▶ [TASKS AND EXERCISES]
A: In the PhenoImager analysis notebook, retype the stretch from "import anndata as" through "warnings.filterwarnings('ignore')".
B: According to the PhenoImager analysis notebook, what value of the top20/btm10 ratio can result in reliable analysis?

** Opening PASSAGE FOR REVIEW block **

# Akoya Academy Webinar: PhenoImager Analysis
This notebook contains the necessary libraries and steps to import the single cell data from QuPath into Python. The files exported from QuPath are stored under `data/` folder.
## Step-2: Evaluating singal quality
Step-2 covers the quality evaluation using the top-20 bottom 10% ratio. For each marker in each channel, we compute the avg. of top 20 highest expressing cells for that marker, and the avg. expression in the bottom 10% of the cells for that marker and use the ratio of top20/btm10 as a proxy for signal-to-noise (SNR) ratio. A value greater than 10 can result in reliable anlaysis. More information can be found in this paper: [Multiplex Immunofluorescence and Multispectral Imaging: Forming the Basis of a Clinical Test Platform for Immuno-Oncology
](https://www.frontiersin.org/articles/10.3389/fmolb.2021.674747/full)


### Import necessary libararies

In [2]:
import pandas as pd
import seaborn as sns
import matplotlib.pyplot as plt

import anndata as ad
import pandas as pd
import scanpy as sc
import numpy as np

import seaborn as sns; sns.set(color_codes=True)

#ignore warnings
import warnings
warnings.filterwarnings('ignore')


In [7]:
#Function to compute SNR for each protein in each sample
def computeTop20Btm10(ad):
    '''
    Compute the ratio of top 20th percentile to bottom 10th percentile for each protein in each sample
    Input: anndata object
    Output: a dataframe with sampleID, Protein, ratio of top20/btm10
    '''
    top20btm10DF = pd.DataFrame(columns=['ImageID','Protein','top20btm10'])
    # for each sample
    for sID in ad.obs.ImageID.sort_values().unique():
        subAD = ad[ad.obs.ImageID == sID]
        for x in subAD.var_names:
            aX = subAD[:,x].X.flatten()

** Closing PASSAGE FOR REVIEW block **
** Opening DATASET RECORDS block **

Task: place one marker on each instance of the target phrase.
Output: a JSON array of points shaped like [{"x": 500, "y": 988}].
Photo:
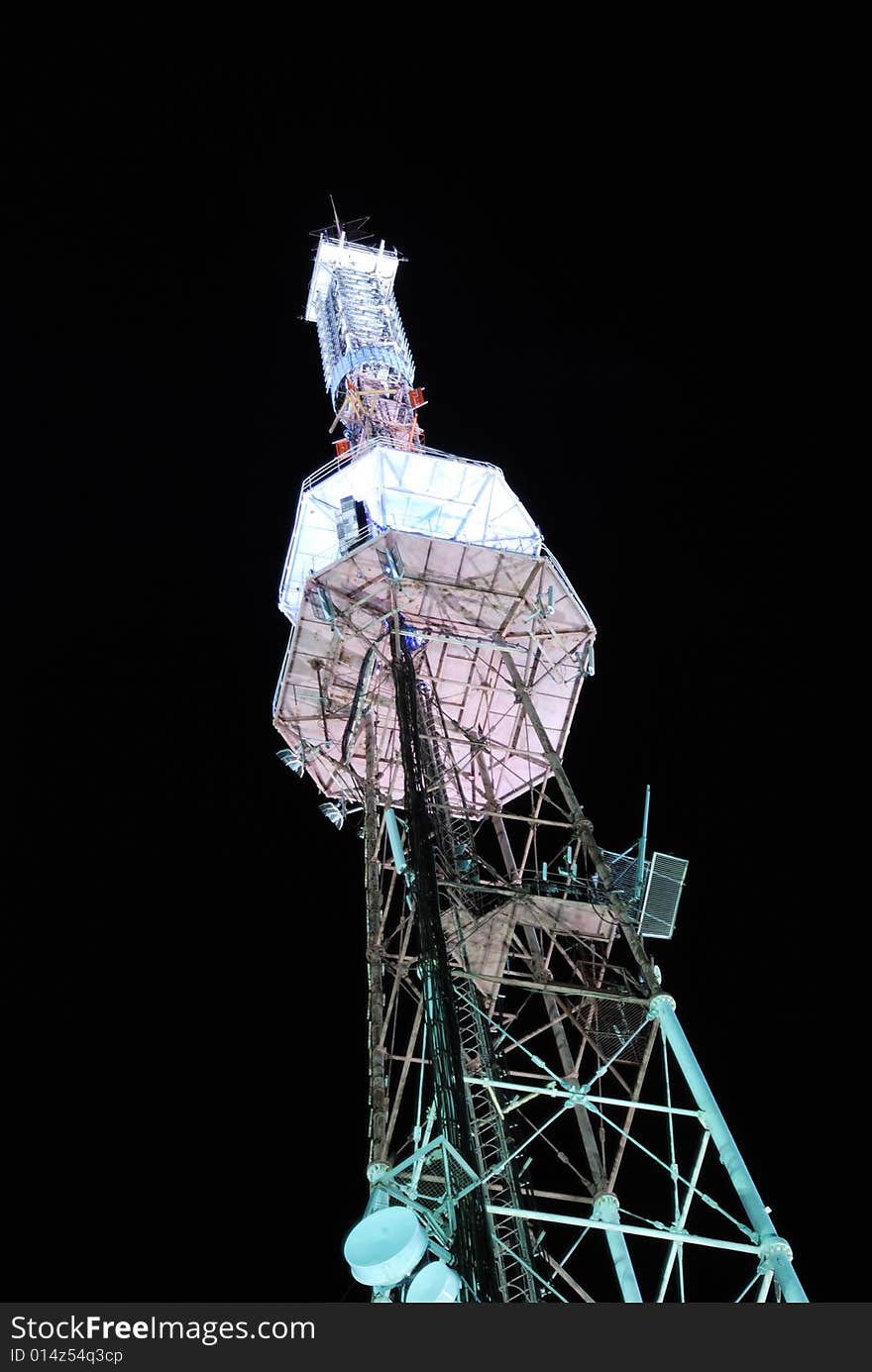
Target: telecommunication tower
[{"x": 540, "y": 1128}]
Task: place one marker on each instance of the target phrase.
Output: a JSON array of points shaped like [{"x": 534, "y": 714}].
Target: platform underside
[{"x": 467, "y": 606}]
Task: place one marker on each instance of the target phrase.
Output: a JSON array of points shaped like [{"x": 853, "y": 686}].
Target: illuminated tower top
[{"x": 369, "y": 366}]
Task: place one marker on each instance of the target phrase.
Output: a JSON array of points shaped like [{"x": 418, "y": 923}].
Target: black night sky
[{"x": 629, "y": 323}]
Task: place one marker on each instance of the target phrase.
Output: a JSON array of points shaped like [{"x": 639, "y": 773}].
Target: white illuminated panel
[{"x": 417, "y": 491}]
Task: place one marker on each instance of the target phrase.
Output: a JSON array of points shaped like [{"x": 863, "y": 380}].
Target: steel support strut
[{"x": 775, "y": 1253}]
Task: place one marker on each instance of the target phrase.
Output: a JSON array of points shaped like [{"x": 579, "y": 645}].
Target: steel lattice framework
[{"x": 540, "y": 1128}]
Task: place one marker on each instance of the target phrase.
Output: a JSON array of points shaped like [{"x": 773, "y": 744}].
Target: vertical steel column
[
  {"x": 775, "y": 1253},
  {"x": 605, "y": 1208}
]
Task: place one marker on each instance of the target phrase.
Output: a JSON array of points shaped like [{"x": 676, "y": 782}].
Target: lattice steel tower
[{"x": 538, "y": 1125}]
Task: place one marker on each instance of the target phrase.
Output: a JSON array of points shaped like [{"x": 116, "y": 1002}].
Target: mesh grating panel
[
  {"x": 612, "y": 1030},
  {"x": 662, "y": 895}
]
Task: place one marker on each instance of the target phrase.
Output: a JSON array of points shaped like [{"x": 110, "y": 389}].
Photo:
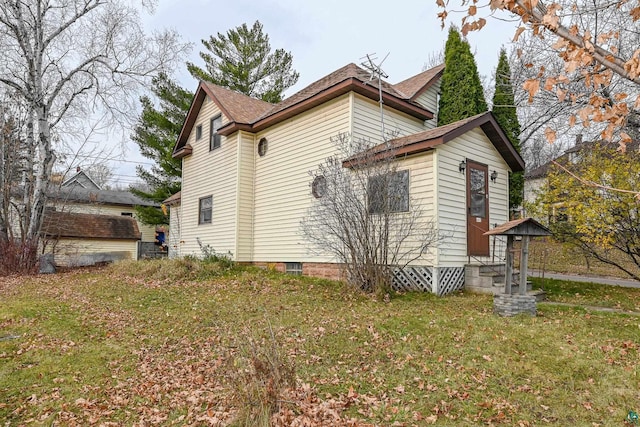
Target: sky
[{"x": 323, "y": 36}]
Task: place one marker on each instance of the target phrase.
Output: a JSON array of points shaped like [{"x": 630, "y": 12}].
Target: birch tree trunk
[{"x": 66, "y": 60}]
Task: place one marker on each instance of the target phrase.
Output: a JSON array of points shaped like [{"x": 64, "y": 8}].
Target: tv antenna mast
[{"x": 376, "y": 72}]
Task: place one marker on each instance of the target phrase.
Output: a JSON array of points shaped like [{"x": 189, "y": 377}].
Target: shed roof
[
  {"x": 174, "y": 199},
  {"x": 520, "y": 227},
  {"x": 78, "y": 194},
  {"x": 90, "y": 226}
]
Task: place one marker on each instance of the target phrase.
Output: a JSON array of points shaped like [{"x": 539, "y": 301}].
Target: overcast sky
[{"x": 324, "y": 36}]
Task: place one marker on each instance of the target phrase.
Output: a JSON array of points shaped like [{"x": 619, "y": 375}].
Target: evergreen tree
[
  {"x": 461, "y": 93},
  {"x": 156, "y": 133},
  {"x": 242, "y": 61},
  {"x": 504, "y": 109}
]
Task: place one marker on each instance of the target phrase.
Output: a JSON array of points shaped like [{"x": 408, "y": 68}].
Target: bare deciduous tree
[
  {"x": 596, "y": 43},
  {"x": 364, "y": 215},
  {"x": 65, "y": 60}
]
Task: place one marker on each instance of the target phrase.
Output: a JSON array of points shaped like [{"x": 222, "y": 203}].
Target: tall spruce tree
[
  {"x": 242, "y": 61},
  {"x": 461, "y": 93},
  {"x": 156, "y": 133},
  {"x": 504, "y": 109}
]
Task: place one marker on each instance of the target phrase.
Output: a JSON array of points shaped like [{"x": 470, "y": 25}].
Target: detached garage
[{"x": 78, "y": 239}]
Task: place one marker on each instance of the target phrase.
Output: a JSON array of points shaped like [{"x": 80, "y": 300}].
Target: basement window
[{"x": 293, "y": 268}]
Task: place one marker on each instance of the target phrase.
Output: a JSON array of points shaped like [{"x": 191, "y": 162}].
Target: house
[
  {"x": 246, "y": 163},
  {"x": 96, "y": 225},
  {"x": 81, "y": 179}
]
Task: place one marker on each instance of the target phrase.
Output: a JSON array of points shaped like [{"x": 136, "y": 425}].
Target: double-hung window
[
  {"x": 205, "y": 209},
  {"x": 389, "y": 193},
  {"x": 214, "y": 137}
]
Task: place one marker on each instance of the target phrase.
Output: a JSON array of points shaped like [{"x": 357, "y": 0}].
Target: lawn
[{"x": 186, "y": 343}]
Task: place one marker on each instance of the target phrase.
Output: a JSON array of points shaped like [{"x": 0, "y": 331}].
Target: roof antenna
[{"x": 376, "y": 73}]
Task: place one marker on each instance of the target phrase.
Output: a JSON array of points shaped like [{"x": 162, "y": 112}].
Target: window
[
  {"x": 389, "y": 193},
  {"x": 319, "y": 186},
  {"x": 214, "y": 137},
  {"x": 293, "y": 268},
  {"x": 262, "y": 147},
  {"x": 478, "y": 194},
  {"x": 205, "y": 208}
]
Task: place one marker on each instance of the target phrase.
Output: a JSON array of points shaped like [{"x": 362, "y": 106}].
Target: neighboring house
[
  {"x": 81, "y": 179},
  {"x": 75, "y": 200},
  {"x": 534, "y": 179},
  {"x": 246, "y": 163},
  {"x": 80, "y": 239}
]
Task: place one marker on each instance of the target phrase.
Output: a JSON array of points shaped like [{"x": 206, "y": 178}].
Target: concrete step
[
  {"x": 515, "y": 286},
  {"x": 538, "y": 293}
]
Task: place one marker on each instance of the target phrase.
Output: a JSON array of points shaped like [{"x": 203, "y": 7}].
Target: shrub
[
  {"x": 259, "y": 375},
  {"x": 18, "y": 257}
]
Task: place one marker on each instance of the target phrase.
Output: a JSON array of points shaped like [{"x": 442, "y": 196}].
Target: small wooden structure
[{"x": 526, "y": 228}]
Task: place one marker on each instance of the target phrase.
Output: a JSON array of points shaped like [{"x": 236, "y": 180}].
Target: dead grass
[
  {"x": 550, "y": 255},
  {"x": 109, "y": 347}
]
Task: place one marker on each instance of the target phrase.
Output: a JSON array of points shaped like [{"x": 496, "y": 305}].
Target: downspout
[{"x": 436, "y": 218}]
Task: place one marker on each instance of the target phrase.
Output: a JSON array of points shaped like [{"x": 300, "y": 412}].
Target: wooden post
[
  {"x": 524, "y": 260},
  {"x": 508, "y": 274}
]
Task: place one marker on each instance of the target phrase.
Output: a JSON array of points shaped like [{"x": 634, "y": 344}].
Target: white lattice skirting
[
  {"x": 450, "y": 279},
  {"x": 406, "y": 279}
]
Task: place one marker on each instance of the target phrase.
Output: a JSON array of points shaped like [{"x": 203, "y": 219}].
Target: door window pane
[{"x": 478, "y": 180}]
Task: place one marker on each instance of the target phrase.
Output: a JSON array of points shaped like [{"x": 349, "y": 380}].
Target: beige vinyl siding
[
  {"x": 282, "y": 190},
  {"x": 247, "y": 152},
  {"x": 72, "y": 252},
  {"x": 429, "y": 100},
  {"x": 366, "y": 120},
  {"x": 452, "y": 198},
  {"x": 421, "y": 196},
  {"x": 209, "y": 173}
]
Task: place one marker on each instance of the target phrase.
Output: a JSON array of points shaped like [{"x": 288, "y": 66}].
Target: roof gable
[
  {"x": 430, "y": 139},
  {"x": 237, "y": 108},
  {"x": 81, "y": 179},
  {"x": 249, "y": 114},
  {"x": 415, "y": 86}
]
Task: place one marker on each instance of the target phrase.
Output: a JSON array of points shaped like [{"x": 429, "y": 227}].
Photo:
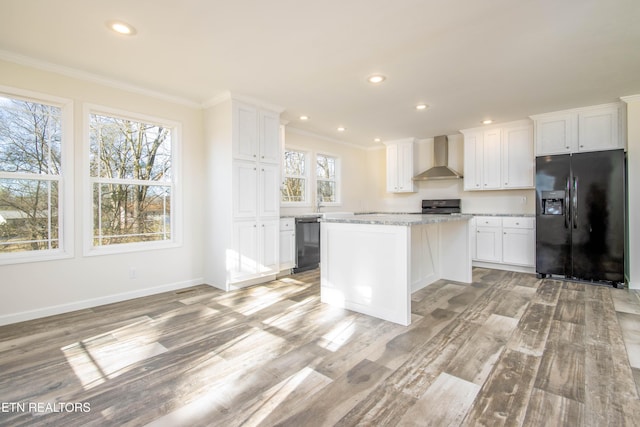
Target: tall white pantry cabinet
[{"x": 242, "y": 194}]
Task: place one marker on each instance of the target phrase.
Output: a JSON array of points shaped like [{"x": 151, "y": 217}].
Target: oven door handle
[
  {"x": 567, "y": 211},
  {"x": 575, "y": 202}
]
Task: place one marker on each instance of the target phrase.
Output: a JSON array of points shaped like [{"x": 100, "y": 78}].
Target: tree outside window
[
  {"x": 326, "y": 178},
  {"x": 131, "y": 178},
  {"x": 294, "y": 188},
  {"x": 30, "y": 176}
]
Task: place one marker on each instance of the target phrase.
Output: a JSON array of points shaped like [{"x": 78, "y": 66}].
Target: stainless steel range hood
[{"x": 441, "y": 169}]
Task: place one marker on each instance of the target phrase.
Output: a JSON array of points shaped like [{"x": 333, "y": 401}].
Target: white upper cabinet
[
  {"x": 598, "y": 129},
  {"x": 556, "y": 134},
  {"x": 256, "y": 134},
  {"x": 400, "y": 166},
  {"x": 473, "y": 143},
  {"x": 582, "y": 129},
  {"x": 499, "y": 158},
  {"x": 245, "y": 132},
  {"x": 269, "y": 137},
  {"x": 518, "y": 166},
  {"x": 491, "y": 160}
]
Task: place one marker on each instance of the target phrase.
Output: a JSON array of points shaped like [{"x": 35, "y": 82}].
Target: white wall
[
  {"x": 353, "y": 171},
  {"x": 505, "y": 201},
  {"x": 633, "y": 171},
  {"x": 36, "y": 289}
]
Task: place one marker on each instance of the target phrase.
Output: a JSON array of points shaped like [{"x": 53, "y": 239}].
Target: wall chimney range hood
[{"x": 441, "y": 169}]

** Closing DATASET RECORDS block **

▶ [EXERCISE RESULTS]
A:
import anndata as ad
import pandas as pd
import scanpy as sc
import numpy as np

import seaborn as sns; sns.set(color_codes=True)

#ignore warnings
import warnings
warnings.filterwarnings('ignore')

B: A value greater than 10.